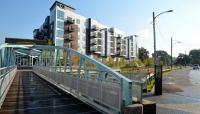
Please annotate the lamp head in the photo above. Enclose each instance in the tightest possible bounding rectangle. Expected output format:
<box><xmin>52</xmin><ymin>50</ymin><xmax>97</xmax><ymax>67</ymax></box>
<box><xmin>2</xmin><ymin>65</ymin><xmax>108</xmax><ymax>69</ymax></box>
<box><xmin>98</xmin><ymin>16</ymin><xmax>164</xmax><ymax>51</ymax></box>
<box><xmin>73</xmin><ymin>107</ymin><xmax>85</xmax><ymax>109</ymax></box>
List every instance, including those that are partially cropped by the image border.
<box><xmin>167</xmin><ymin>10</ymin><xmax>173</xmax><ymax>12</ymax></box>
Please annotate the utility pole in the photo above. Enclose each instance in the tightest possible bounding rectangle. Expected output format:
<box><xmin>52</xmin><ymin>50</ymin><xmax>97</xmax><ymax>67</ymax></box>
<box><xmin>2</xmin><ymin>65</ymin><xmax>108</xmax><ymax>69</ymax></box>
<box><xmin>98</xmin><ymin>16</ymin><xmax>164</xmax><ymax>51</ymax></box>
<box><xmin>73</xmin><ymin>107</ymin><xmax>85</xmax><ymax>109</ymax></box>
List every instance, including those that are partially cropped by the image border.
<box><xmin>171</xmin><ymin>37</ymin><xmax>173</xmax><ymax>70</ymax></box>
<box><xmin>153</xmin><ymin>12</ymin><xmax>157</xmax><ymax>65</ymax></box>
<box><xmin>185</xmin><ymin>50</ymin><xmax>186</xmax><ymax>67</ymax></box>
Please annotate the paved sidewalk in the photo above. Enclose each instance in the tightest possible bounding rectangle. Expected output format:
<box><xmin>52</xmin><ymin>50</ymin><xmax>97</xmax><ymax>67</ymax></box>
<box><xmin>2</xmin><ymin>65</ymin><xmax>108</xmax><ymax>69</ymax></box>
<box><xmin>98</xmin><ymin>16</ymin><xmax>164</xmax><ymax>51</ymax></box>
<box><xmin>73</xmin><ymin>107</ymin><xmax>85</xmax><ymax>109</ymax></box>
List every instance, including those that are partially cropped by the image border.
<box><xmin>146</xmin><ymin>68</ymin><xmax>200</xmax><ymax>114</ymax></box>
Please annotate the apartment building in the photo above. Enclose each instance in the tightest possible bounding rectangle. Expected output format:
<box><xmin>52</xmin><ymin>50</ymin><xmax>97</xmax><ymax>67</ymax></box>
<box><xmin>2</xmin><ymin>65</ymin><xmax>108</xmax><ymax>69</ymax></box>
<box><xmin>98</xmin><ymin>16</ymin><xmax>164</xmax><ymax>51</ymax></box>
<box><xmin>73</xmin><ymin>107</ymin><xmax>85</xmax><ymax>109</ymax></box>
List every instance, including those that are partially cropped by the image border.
<box><xmin>34</xmin><ymin>1</ymin><xmax>137</xmax><ymax>59</ymax></box>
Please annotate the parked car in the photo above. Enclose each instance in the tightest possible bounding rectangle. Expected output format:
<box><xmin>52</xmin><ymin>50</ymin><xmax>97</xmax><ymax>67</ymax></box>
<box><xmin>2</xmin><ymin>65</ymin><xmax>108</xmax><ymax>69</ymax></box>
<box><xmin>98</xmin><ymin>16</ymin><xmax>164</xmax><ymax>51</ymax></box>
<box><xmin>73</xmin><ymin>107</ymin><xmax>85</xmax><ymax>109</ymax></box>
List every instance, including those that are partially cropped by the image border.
<box><xmin>193</xmin><ymin>64</ymin><xmax>199</xmax><ymax>70</ymax></box>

*Stated goal*
Starting at the line that contains "Please annotate the parked" and stopping after the final line of the data, convert those lines into a Markdown table with the columns No. and Text. Give each line its own numbered row and skip any blank lines.

*Answer to the task*
| No. | Text |
|---|---|
| 1 | Please annotate the parked car in the photo above. Enclose each instance in the tightest possible bounding rectangle. Expected output format: |
| 2 | <box><xmin>52</xmin><ymin>50</ymin><xmax>97</xmax><ymax>67</ymax></box> |
| 3 | <box><xmin>2</xmin><ymin>65</ymin><xmax>108</xmax><ymax>69</ymax></box> |
| 4 | <box><xmin>98</xmin><ymin>16</ymin><xmax>164</xmax><ymax>51</ymax></box> |
| 5 | <box><xmin>73</xmin><ymin>107</ymin><xmax>85</xmax><ymax>109</ymax></box> |
| 6 | List every instance, including those that are partially cropped by the image border. |
| 7 | <box><xmin>193</xmin><ymin>64</ymin><xmax>199</xmax><ymax>70</ymax></box> |